begin

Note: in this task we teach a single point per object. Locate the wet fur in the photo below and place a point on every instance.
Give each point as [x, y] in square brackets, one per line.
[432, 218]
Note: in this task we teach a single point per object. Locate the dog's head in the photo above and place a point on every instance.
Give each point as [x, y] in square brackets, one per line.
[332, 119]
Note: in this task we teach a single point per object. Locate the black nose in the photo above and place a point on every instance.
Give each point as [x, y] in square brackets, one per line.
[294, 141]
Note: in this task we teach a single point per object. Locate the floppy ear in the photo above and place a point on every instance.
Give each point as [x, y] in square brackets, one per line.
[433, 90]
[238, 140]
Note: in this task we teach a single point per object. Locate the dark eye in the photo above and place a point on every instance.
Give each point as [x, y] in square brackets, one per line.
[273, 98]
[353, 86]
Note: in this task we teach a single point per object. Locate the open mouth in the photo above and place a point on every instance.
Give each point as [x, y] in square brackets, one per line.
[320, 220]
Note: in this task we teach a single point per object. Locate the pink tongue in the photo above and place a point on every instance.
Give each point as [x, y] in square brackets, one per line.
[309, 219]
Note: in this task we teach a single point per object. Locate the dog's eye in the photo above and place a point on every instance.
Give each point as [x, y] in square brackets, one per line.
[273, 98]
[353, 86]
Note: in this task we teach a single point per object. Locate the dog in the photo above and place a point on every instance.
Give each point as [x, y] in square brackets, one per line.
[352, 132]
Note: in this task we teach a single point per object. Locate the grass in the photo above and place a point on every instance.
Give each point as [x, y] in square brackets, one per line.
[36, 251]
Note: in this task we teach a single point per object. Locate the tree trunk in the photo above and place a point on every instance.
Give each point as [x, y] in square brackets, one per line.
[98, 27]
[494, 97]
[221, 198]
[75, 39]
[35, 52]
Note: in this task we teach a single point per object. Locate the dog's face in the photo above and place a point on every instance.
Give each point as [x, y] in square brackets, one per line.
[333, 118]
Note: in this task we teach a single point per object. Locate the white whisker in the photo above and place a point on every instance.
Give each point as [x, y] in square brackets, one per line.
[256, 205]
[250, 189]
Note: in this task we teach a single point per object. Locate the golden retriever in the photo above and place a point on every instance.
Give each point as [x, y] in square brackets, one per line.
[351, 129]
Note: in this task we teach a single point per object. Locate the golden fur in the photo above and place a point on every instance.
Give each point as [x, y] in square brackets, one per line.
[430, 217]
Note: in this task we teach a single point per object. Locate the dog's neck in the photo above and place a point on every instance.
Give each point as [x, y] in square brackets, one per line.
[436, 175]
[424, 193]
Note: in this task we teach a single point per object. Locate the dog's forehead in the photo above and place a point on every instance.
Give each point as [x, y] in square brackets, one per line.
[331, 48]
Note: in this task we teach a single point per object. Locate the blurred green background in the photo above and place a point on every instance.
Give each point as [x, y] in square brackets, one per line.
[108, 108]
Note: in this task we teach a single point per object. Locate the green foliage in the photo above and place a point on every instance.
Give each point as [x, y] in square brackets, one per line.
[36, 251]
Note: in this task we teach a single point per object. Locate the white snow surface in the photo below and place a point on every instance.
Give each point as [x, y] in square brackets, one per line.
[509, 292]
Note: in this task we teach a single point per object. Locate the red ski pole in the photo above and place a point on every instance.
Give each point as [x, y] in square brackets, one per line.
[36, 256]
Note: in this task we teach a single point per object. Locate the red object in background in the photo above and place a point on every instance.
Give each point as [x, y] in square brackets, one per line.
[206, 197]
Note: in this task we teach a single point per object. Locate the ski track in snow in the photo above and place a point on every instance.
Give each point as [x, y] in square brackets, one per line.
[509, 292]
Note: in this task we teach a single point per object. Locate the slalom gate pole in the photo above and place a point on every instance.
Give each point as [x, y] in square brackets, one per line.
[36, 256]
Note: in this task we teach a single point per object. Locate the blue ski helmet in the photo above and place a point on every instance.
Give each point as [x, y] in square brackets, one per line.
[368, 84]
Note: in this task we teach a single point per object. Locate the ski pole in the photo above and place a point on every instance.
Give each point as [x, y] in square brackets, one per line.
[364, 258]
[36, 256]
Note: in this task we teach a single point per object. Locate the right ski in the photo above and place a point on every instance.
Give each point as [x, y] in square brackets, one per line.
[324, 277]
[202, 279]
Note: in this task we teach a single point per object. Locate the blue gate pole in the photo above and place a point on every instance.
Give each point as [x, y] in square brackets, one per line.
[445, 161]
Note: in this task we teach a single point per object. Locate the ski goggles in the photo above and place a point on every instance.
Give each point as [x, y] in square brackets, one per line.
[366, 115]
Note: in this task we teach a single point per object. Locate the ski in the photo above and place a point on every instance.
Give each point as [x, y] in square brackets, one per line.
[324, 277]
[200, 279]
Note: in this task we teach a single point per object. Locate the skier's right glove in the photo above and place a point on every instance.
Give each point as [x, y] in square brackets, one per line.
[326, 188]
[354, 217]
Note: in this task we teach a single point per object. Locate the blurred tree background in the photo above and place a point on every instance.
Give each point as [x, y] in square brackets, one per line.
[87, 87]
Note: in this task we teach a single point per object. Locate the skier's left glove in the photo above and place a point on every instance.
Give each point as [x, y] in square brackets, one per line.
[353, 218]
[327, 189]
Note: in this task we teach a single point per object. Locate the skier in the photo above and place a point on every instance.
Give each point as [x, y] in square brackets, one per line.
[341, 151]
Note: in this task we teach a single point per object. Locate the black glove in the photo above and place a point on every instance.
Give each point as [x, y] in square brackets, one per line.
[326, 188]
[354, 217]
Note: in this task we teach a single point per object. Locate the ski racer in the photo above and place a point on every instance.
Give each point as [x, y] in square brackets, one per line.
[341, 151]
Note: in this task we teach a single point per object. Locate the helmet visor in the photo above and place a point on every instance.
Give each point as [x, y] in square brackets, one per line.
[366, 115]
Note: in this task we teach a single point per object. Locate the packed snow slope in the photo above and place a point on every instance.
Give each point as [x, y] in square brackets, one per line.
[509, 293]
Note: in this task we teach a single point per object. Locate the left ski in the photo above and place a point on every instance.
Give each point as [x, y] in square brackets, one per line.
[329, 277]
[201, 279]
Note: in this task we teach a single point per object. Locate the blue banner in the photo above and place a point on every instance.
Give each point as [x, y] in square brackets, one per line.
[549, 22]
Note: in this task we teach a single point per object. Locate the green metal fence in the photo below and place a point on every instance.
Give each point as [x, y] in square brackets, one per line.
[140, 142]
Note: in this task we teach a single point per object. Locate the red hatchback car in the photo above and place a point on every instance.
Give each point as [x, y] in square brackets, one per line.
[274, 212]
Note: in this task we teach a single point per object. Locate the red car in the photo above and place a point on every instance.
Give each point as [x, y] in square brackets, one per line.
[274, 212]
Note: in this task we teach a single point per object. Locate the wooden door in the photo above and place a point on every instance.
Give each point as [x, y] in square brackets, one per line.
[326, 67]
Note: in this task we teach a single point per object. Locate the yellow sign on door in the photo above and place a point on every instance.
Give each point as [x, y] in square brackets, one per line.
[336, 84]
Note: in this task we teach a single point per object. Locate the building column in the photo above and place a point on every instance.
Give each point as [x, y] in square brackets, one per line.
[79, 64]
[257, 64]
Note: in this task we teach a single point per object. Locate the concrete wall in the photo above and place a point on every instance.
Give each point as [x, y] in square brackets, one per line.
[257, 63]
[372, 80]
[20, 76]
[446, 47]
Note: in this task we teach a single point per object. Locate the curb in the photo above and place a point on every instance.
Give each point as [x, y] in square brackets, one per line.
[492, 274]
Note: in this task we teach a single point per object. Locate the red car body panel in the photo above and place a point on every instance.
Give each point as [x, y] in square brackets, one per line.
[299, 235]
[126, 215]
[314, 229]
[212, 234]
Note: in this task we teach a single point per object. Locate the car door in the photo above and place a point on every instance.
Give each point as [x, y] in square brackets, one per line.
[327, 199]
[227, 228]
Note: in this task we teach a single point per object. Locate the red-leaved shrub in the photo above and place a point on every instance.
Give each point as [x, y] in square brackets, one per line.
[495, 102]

end

▶ Set task
Everything from the line that contains "Locate the wooden" through the end of the records must be duplicated exactly, and nothing outside that range.

▶ Problem solution
Note: in this task we teach a single point per object. Locate the wooden door in the photo above and place a point on every instance.
Give each point as [x, y] in square brackets, one per line.
[326, 67]
Note: in this task we teach a single point per object. Locate the yellow sign on door in the photo above and place a point on every instance.
Give each point as [x, y] in square brackets, one per line.
[336, 84]
Note: in this task we teach a single point per object. Locate the building column in the photo above and place a point on every instance.
Give each point as [x, y] in square brackets, one per line.
[79, 64]
[257, 64]
Note: in this task we teach a single point per object. Locate the concrete wall in the photo above and place a point on every instance.
Give each point as [x, y] in square brackets, one per line.
[257, 63]
[372, 80]
[20, 76]
[446, 47]
Note: in this task we teach a single point per object. Locate the curb in the photo above and place a point on every instance.
Give each point as [x, y] in square brackets, one per line.
[492, 274]
Note: in this task we teach a single point per object. Locate the red car body panel in the photo above and place a point on every instance.
Give each point as [x, y] in square brackets, one per line.
[299, 235]
[126, 215]
[314, 229]
[212, 234]
Note: in this task we teach a single point per object. Locate the car door in the photo above and place a point on every instance.
Give each point as [x, y] in square brackets, one per line.
[327, 199]
[227, 228]
Note: in this task we teach a single point per object. Locate the red-leaved shrub in the photo above and place a point on every instance.
Give each point as [x, y] in square brackets, one per line.
[495, 102]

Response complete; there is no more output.